◆ Exercise aim ◆
Identify each line in the records below that contains the string "shirt", and copy those lines.

◆ Recorded data ◆
:::

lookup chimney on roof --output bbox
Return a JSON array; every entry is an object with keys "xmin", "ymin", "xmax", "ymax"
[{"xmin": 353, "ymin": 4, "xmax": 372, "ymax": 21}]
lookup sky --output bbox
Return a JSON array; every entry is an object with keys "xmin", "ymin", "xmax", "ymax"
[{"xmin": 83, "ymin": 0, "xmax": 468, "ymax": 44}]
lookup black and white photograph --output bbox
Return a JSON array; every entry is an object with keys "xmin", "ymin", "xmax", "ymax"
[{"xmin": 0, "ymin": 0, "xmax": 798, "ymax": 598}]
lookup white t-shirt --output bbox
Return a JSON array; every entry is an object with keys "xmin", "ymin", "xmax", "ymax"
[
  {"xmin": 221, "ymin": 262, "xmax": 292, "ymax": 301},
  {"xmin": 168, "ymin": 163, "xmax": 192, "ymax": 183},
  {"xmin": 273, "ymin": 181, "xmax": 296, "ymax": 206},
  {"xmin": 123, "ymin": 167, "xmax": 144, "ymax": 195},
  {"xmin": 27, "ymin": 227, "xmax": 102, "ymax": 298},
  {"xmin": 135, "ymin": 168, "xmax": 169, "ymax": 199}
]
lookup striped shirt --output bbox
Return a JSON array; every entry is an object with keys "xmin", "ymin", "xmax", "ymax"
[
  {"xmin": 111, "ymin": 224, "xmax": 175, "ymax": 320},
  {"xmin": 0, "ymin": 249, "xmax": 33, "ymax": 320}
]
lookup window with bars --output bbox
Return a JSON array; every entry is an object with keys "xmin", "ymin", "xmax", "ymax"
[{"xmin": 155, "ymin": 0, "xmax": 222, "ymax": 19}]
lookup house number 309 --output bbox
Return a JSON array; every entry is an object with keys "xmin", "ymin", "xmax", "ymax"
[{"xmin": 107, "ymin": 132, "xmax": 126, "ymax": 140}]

:::

◆ The response ◆
lookup white t-shirt --output bbox
lookup striped shirt --output bbox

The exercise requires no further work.